■ INSTRUÇÕES DAS TAREFAS
**A)** Reescreva o texto sobre notificações judiciais entre "O termo inicial" e "à parte (representado).", inclusive, substituindo "advogado" por "mandatário".
**B)** Dê continuidade ao texto sobre notificações judiciais a partir da sua última frase.

■ EXCERTO DO TEXTO
=====

O termo inicial é marcado pela notificação da decisão recorrida (art. 638/1 do CPC).
Quando as partes estão representadas por advogado, seja constituído, através da celebração de um contrato de mandato judicial, exteriorizado através da procuração, seja nomeado, no quadro do apoio judiciário, as notificações judiciais são feitas, em regra, na pessoa do representante, independentemente de o patrocínio ser obrigatório ou facultativo, conforme resulta do n.º 1 do art. 247 do CPC. Apenas assim não sucede quando se trate de ato cuja notificação a lei imponha que seja feita pessoalmente à parte (representado).

=====

■ INFORMAÇÕES EXTRAÍDAS
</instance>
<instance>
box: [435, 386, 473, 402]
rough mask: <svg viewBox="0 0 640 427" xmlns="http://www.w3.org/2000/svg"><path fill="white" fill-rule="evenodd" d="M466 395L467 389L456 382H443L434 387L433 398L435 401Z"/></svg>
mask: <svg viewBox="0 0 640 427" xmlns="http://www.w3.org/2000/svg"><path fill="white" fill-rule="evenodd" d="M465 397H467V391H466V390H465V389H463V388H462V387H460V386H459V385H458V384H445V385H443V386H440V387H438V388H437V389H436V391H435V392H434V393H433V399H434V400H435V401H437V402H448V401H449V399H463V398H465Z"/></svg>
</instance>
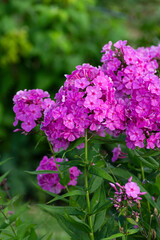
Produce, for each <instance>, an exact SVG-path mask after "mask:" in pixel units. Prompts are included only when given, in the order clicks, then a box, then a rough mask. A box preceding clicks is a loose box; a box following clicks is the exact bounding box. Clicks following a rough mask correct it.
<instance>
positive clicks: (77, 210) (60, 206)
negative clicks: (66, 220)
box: [38, 204, 85, 216]
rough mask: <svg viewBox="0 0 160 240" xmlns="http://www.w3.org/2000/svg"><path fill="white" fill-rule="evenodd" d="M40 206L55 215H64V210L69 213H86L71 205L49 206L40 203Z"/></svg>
mask: <svg viewBox="0 0 160 240" xmlns="http://www.w3.org/2000/svg"><path fill="white" fill-rule="evenodd" d="M38 206H39V207H40V208H42V209H43V210H44V211H46V212H48V213H49V214H50V215H52V216H54V214H59V215H62V216H63V215H64V212H66V213H67V214H69V215H81V216H84V215H85V213H84V212H82V211H81V210H80V209H78V208H74V207H69V206H65V207H63V206H59V207H58V206H47V205H45V204H38Z"/></svg>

=====

■ RESPOSTAS
**A)**
O termo inicial é marcado pela notificação da decisão recorrida (art. 638/1 do CPC).
Quando as partes estão representadas por mandatário, seja constituído, através da celebração de um contrato de mandato judicial, exteriorizado através da procuração, seja nomeado, no quadro do apoio judiciário, as notificações judiciais são feitas, em regra, na pessoa do representante, independentemente de o patrocínio ser obrigatório ou facultativo, conforme resulta do n.º 1 do art. 247 do CPC. Apenas assim não sucede quando se trate de ato cuja notificação a lei imponha que seja feita pessoalmente à parte (representado).

**B)**
De acordo com o n.º 1 do art. 248 do CPC, tais notificações observam “a via eletrónica nos termos definidos na portaria prevista no n.º 2 do artigo 132.º, devendo o sistema de informação de suporte à atividade dos tribunais certificar a data da elaboração da notificação, presumindo-se esta feita no terceiro dia posterior ao do seu envio, ou no primeiro dia útil seguinte a esse, quando o não seja.”
Assim, a data da elaboração da notificação é certificada pela plataforma Citius e presume-se que foi feita no terceiro dia posterior ao do seu envio, ou no primeiro dia útil seguinte a esse, quando o não seja (n.º 1, 2.ª parte). A notificação presume-se realizada no terceiro dia posterior ao do seu envio, mesmo que este ocorra em férias judiciais, dado que aquele dia não marca o fim de um prazo dilatório, mas antes o momento em que opera a presunção (RC 13.12.2023, 296/04.9TBPMS-H.C1, Vítor Amaral).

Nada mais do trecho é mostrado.